Читаем Пойманный свет. Смысловые практики в книгах и текстах начала столетия полностью

Георгий Ефремов – поэт, переводчик, публицист, педагог, критик, москвич, много лет по вольному выбору живущий в Литве, – фигура, значительная в литовской культуре вообще и в деле русско-литовских связей в частности. Достаточно было бы уже и одного того, что именно в его переводах многие читающие по-русски знают поэзию и эссеистику Томаса Венцловы. Но вообще Ефремов переводил многих литовских авторов, в том числе – важнейших поэтов: Юргиса Балтрушайтиса, Саломею Нерис, Юстинаса Марцинкявичюса, Марцелиюса Мартинайтиса…; перевёл на русский «Историю Литвы» Эдвардаса Гудавичюса. Много лет живущий на две культуры, он стал одним из создателей вильнюсско-московского издательства «Весть» и его директором (1986—1995), с 1991-го до 1995-го вел семинар по переводу литовской поэзии в Литературном институте: на разломе империи учил русских видеть и понимать Литву. Стал первым лауреатом Премии Балтрушайтиса «за особый личный вклад в литовскую и русскую культуры»[83] (2006) и лауреатом Премии «Мастер» Гильдии мастеров литературного перевода, был награжден медалью ордена Великого князя Литовского Гедиминаса; собственные его произведения переводились на литовский. Пятитомное собрание его сочинений, изданное в Вильнюсе на русском языке к шестидесятипятилетию автора, – конечно, в первую очередь акт рефлексии, род смысловой автобиографии. Итоги не итоги (никаких окончательных выводов тут нет), но, во всяком случае, здесь Ефремовым сведены в обозримую цельность основные темы его жизни. А все эти темы так друг с другом связаны, что они почти одно – во всяком случае, друг без друга автором точно не мыслятся и не чувствуются: поэзия и проза, художественное и аналитическое, изначальный язык и перевод, жизнь и любовь, чужое и своё, прирождённое и обретённое, Россия и Литва.

Но нет, всё-таки не так: в первую очередь эти тома – признание в любви. И её история. Всё сказанное здесь Ефремовым – не о себе (авторского «я» со всеми его содержаниями тут сдержанно-мало даже в третьем томе, где «дневниковая проза»), но именно о любви. Если автор и анализирует себя (чем он вообще-то изо всех сил старается читателя не обременять), то лишь в связи с нею и через неё. В этой догадке поддерживает нас и сам Ефремов. «В общем-то, любое сочинение в любом жанре, – говорит он, – это попытка объясниться в любви. Или объяснение, почему не любишь…»

А любовь, при всём её неминуемо-личностном характере, – выходит за пределы (всякой) личности с её единичностью и случайностями. И позволяет понять нечто важное в устройстве человека вообще.
········
ЗАДАНИЕ ДЛЯ ВЫПОЛНЕНИЯ
Перепишите дословно фрагмент текста о Георгии Ефремове, который открывается словами «Но нет, всё-таки не так: в первую» и завершается словами «в устройстве человека вообще.». Записи взяты из другого источника и к тексту не относятся.

ЗАПИСИ
········
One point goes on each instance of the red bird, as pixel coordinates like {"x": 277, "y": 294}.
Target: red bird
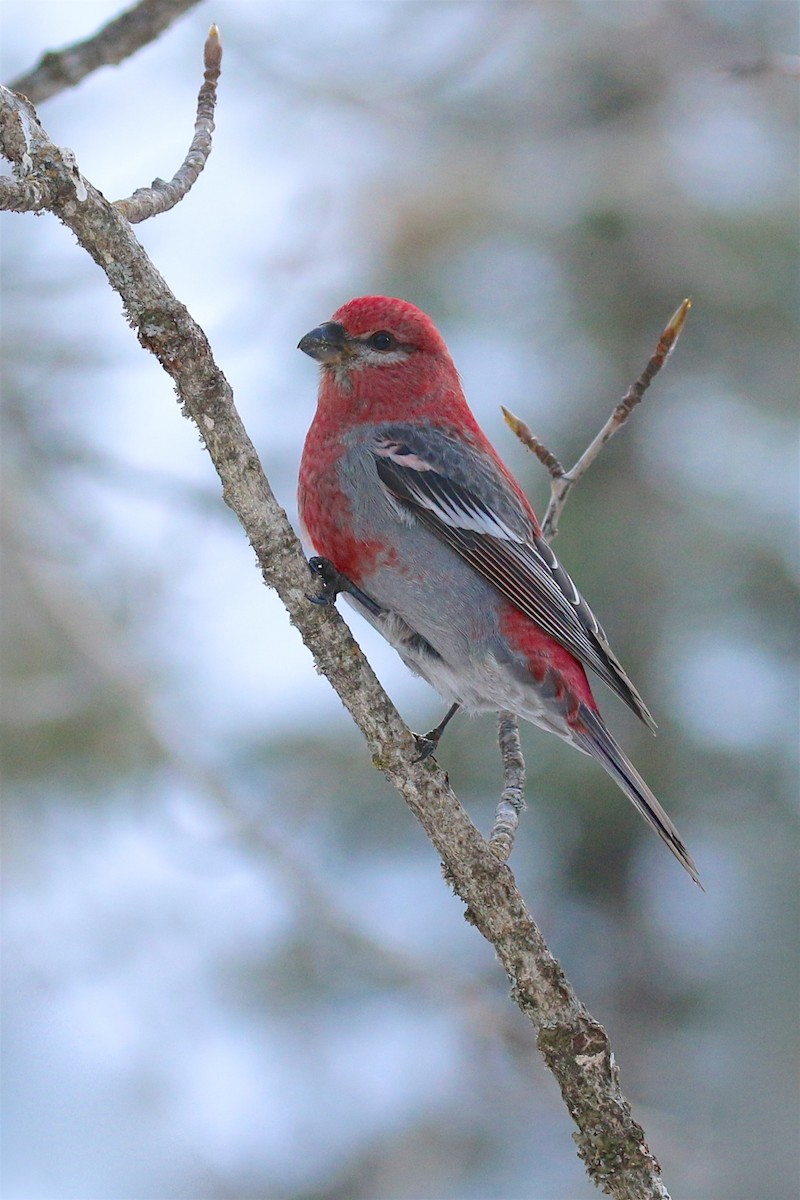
{"x": 431, "y": 538}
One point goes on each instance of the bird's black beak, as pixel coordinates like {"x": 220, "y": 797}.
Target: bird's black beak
{"x": 326, "y": 343}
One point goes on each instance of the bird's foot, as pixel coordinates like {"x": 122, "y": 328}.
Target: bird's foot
{"x": 332, "y": 582}
{"x": 427, "y": 743}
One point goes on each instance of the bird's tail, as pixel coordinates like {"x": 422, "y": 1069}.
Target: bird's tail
{"x": 591, "y": 736}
········
ОТВЕТ К ЗАДАНИЮ
Но нет, всё-таки не так: в первую очередь эти тома – признание в любви. И её история. Всё сказанное здесь Ефремовым – не о себе (авторского «я» со всеми его содержаниями тут сдержанно-мало даже в третьем томе, где «дневниковая проза»), но именно о любви. Если автор и анализирует себя (чем он вообще-то изо всех сил старается читателя не обременять), то лишь в связи с нею и через неё. В этой догадке поддерживает нас и сам Ефремов. «В общем-то, любое сочинение в любом жанре, – говорит он, – это попытка объясниться в любви. Или объяснение, почему не любишь…»

А любовь, при всём её неминуемо-личностном характере, – выходит за пределы (всякой) личности с её единичностью и случайностями. И позволяет понять нечто важное в устройстве человека вообще.